Every late summer the boglands and canal-banks of County Kildare erupt in creamy-yellow tufts of meadowsweet, filling the breeze with their sweet scent. For centuries it was used as a painkiller, as it contains salicylic acid, the basis of aspirin – in fact, its Latin name Spiraea is how we got the word “aspirin.” Irish also used its strong aroma to freshen their houses, as well as to flavour mead – the name means “mead sweet.”
Unlike some wildflowers, meadowsweet are in no danger of going extinct, and have only multiplied with human activity. It grows along roadsides, but don’t pick it from there – you don’t want the chemicals from the car exhaust.
Meadowsweet makes a good tea, slightly astringent and very aromatic. You can also pick 20 or so meadowsweet flowers to make a sweet cordial, which can be kept for years and used to flavour drinks or in cooking. Heat 750 ml of water and stir in 400g of sugar and 20 ml of lemon juice. Bring to a boil and add the meadowsweet, then turn off the heat and wait about 10 minutes before straining the liquid. Let it cool and store in the refrigerator.
Most of all, meadowsweet makes a delicious dry wine. These days, for many Westerners, “wine” refers only to grape wine, but you can make wine and beer from almost any edible plant and some inedible ones. Turning water into wine – literally – could be a matter of life and death for most of human history. Water could be contaminated with any number of diseases, but adding vegetable matter and yeast allowed the yeast to multiply and take over, releasing enough alcohol to discourage any other life in the water.
Making the wine is similar to making the cordial, with the addition of yeast and time. Pour six litres of water into a large pot, and bring it to a boil. Then dump in two litres of meadowsweet tufts. Squeeze in the juice of two lemons, boil it again, and turn the heat off – I also put in the zest of the lemons to make it a bit tarter.
**********
# [ACTIVITIES]
1. Edit the meadowsweet text from "Making the wine" to "a bit tarter.", and write it out with "lemons" changed to "limes".
2. Continue the meadowsweet text from the point where it stops.
The lines after this have no connection to the meadowsweet text.

# [DATA]
**********
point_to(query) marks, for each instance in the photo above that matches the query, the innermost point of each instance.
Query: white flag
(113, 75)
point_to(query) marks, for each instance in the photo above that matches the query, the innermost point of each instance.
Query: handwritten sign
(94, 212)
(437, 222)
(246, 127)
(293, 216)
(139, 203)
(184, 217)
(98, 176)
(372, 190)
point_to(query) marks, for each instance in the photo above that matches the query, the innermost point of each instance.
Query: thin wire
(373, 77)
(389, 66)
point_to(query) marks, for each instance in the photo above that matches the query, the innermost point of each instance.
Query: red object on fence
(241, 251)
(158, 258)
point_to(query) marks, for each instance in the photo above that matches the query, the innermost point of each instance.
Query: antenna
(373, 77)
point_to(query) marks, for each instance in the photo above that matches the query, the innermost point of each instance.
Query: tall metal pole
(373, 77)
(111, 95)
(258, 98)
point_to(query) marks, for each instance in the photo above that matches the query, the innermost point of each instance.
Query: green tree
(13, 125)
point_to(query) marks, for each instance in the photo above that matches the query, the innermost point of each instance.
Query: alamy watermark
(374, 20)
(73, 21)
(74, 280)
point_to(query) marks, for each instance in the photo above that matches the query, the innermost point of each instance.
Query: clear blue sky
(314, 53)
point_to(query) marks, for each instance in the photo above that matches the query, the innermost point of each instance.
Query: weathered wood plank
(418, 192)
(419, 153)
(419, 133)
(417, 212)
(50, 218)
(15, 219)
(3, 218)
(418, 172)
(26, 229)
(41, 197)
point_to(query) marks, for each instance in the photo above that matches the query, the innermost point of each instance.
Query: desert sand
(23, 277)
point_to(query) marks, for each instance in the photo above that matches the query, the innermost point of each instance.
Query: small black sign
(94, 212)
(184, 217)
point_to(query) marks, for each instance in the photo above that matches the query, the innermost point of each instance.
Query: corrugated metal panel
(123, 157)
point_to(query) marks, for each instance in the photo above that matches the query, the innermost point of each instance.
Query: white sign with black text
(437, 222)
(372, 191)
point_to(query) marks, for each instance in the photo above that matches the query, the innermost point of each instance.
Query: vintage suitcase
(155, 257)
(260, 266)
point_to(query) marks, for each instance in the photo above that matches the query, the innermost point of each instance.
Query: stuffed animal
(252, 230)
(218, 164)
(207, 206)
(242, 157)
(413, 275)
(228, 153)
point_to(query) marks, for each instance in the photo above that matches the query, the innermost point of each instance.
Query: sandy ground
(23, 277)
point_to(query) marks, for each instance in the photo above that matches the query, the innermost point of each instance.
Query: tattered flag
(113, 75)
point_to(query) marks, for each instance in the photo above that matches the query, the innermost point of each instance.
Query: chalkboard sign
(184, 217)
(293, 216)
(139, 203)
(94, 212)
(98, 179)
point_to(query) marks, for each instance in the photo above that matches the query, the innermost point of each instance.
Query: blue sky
**********
# [EXPECTED OUTPUTS]
1.
Making the wine is similar to making the cordial, with the addition of yeast and time. Pour six litres of water into a large pot, and bring it to a boil. Then dump in two litres of meadowsweet tufts. Squeeze in the juice of two limes, boil it again, and turn the heat off – I also put in the zest of the limes to make it a bit tarter.

2.
Stir in a kilogram of sugar slowly until it dissolves, and waited for the liquid to cool to blood temperature. Then pour it into a cleaned and sterilised bucket and add wine yeast – although bread yeast will do in a pinch -- and cover the bucket and set it in the closet.
Over the next week check the bucket periodically; it should be bubbling away slowly as the yeast turns sugar into alcohol and carbon dioxide. After a week or so, sterilise a carboy – a large jug with an S-shaped valve on the top – and strain the wine into it; I use a paper coffee filter to strain it into a large glass, and then pour it through a funnel into the carboy. Carboys let you store wine during the weeks or months that it still might build up some air pressure, before you pour it into conventional wine bottles.
After pouring the wine into the carboy, you will have some leftover vegetable matter, and you could compost them, feed them to chickens or – as I did – combine them with apple peelings and make them into meadowsweet jam.
Some medical authorities caution against women taking meadowsweet when they are pregnant, thinking that its aspirin-like properties could be harmful in large doses – but you should avoid drinking wine then anyway.
Meadowsweet grows across Europe and has been introduced to North America, so look around for it if you live in those places. Perhaps nowhere, though, does it grow so profusely as in Ireland, where these last days of summer are the final chance to pick some.